* _YOUR GOAL_:
Rewrite the ellipse area solution from "Now, Area of" up to and including "Option ‘B’ is Correct.", swapping "quadrilateral" for "rhombus".

* _QUOTED TEXT_:
'''

Question

Area (in sq. units) of the region outside $\frac{x}{2}+\frac{y}{3}=1$ and inside the ellipse $\frac{x^2}{4}+\frac{y^2}{9}=1$ is

• A. $3(\pi -2)$
• B. $6(\pi -2)$
• C. $6(4-\pi )$
• D. $3(4-\pi )$

Answer 1

The correct option is B

$6(\pi -2)$

Explanation for the correct option:

Step 1. Draw the curves according to the question:

Given that $\frac{x^2}{4}+\frac{y^2}{9}=1$, $\frac{x^2}{4}+\frac{y^2}{9}=1$

$\Rightarrow a=2,b=3$

Now, Area of ellipse $=\mathrm{\pi ab}$

$=6\mathrm{\pi }$

Step 2. Required area $=$Area of ellipse $-$ Area of quadrilateral

$$\begin{gathered} =\mathrm{\pi }\times 2\times 3-\frac{1}{2}\times 6\times 4 \\ =6\mathrm{\pi }-12 \\ =6\left(\mathrm{\pi }-2\right) \end{gathered}$$

$\therefore$Area bounded by the given curves is $\mathbf{6}\left(\pi -2\right)$

Hence, Option ‘B’ is Correct.

'''

* _RECORDS PROVIDED_:
'''

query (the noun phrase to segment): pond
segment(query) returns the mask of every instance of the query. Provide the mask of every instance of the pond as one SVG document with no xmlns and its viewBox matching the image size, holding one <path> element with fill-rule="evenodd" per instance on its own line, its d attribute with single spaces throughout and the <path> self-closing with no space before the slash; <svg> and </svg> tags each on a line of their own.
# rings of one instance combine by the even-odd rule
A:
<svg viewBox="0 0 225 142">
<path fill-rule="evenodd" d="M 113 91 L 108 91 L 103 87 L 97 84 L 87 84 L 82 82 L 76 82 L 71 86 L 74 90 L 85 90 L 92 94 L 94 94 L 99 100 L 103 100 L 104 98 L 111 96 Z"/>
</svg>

'''

* _RESULT OF THE EXERCISE_:
Now, Area of ellipse $=\mathrm{\pi ab}$

$=6\mathrm{\pi }$

Step 2. Required area $=$Area of ellipse $-$ Area of rhombus

$$\begin{gathered} =\mathrm{\pi }\times 2\times 3-\frac{1}{2}\times 6\times 4 \\ =6\mathrm{\pi }-12 \\ =6\left(\mathrm{\pi }-2\right) \end{gathered}$$

$\therefore$Area bounded by the given curves is $\mathbf{6}\left(\pi -2\right)$

Hence, Option ‘B’ is Correct.